WHAT THIS TASK INVOLVES: The lines to extract begin at the one containing "Target: yellow truck cab" and run to the end of the listing; set them down exactly and alone.

(Excerpts of pointing data)
----------------
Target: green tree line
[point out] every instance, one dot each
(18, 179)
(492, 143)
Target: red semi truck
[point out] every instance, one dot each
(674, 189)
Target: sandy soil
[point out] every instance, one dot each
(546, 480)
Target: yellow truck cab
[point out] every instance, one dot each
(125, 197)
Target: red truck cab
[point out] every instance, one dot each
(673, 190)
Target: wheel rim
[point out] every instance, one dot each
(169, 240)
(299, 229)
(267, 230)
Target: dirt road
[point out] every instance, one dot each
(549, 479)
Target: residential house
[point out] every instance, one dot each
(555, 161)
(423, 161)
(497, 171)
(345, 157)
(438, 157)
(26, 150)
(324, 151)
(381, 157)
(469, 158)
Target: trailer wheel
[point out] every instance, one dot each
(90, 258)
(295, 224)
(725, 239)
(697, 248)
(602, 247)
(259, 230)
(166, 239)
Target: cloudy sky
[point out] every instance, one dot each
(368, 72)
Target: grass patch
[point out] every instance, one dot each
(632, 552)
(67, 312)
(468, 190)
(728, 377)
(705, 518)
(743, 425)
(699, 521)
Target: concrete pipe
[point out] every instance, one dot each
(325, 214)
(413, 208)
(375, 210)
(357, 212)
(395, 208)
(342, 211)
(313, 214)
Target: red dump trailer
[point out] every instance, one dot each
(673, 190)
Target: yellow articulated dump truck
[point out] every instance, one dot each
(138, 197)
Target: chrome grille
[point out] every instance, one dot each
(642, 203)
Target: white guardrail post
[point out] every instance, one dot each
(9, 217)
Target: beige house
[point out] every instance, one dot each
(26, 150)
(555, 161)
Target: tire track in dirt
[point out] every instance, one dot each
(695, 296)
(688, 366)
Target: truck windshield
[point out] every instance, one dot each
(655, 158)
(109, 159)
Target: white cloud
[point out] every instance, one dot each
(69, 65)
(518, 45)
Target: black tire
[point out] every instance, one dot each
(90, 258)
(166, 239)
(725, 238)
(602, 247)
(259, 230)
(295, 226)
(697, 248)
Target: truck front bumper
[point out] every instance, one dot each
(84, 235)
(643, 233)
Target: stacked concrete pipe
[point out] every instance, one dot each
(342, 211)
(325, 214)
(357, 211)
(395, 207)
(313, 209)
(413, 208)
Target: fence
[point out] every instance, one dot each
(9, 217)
----------------
TASK RESULT:
Target: yellow truck cab
[point out] every instance, one dot each
(125, 197)
Target: red truck cab
[point out] every instance, one dot each
(673, 190)
Target: wheel rim
[point out] every instance, one dot each
(169, 240)
(299, 229)
(267, 230)
Target: dirt road
[point out] every instance, one dot each
(549, 479)
Target: residential house
[point out] every instance, one dot each
(555, 161)
(423, 161)
(497, 171)
(345, 157)
(438, 157)
(26, 150)
(324, 151)
(381, 157)
(469, 158)
Target: trailer wheel
[point out] every instance, one dot each
(90, 258)
(295, 224)
(725, 239)
(697, 248)
(602, 247)
(259, 230)
(166, 239)
Target: cloudy sky
[point out] every instance, one dot each
(368, 72)
Target: grass patch
[point out] every instance, one dot each
(632, 552)
(67, 312)
(468, 190)
(728, 377)
(705, 518)
(743, 425)
(699, 521)
Target: concrete pipe
[point out] every instance, one dot each
(325, 214)
(413, 208)
(375, 210)
(357, 212)
(395, 208)
(342, 211)
(313, 214)
Target: red dump trailer
[point out] every instance, one dot each
(673, 190)
Target: yellow articulated dump truck
[point out] every instance, one dot each
(138, 197)
Target: chrome grille
[point out] every instance, one dot each
(642, 203)
Target: white guardrail post
[point out] every instance, one dot each
(9, 217)
Target: beige house
[point out] every instance, one dot each
(26, 150)
(555, 161)
Target: tire track in dirt
[point out] every instance, one dot each
(695, 296)
(688, 366)
Target: truck windshield
[point out] every instance, one dot each
(655, 158)
(109, 159)
Target: white cloud
[point out] every instance, one dot each
(69, 65)
(518, 45)
Target: black tire
[point out] every instance, one dot each
(90, 258)
(166, 239)
(725, 238)
(602, 247)
(259, 230)
(295, 226)
(697, 248)
Target: truck front bumper
[point out] every instance, one dot each
(84, 235)
(643, 233)
Target: stacked concrete pipe
[point out] every instance, one dot each
(342, 211)
(325, 214)
(357, 211)
(395, 207)
(313, 209)
(413, 208)
Target: fence
[point out] every instance, one dot each
(9, 217)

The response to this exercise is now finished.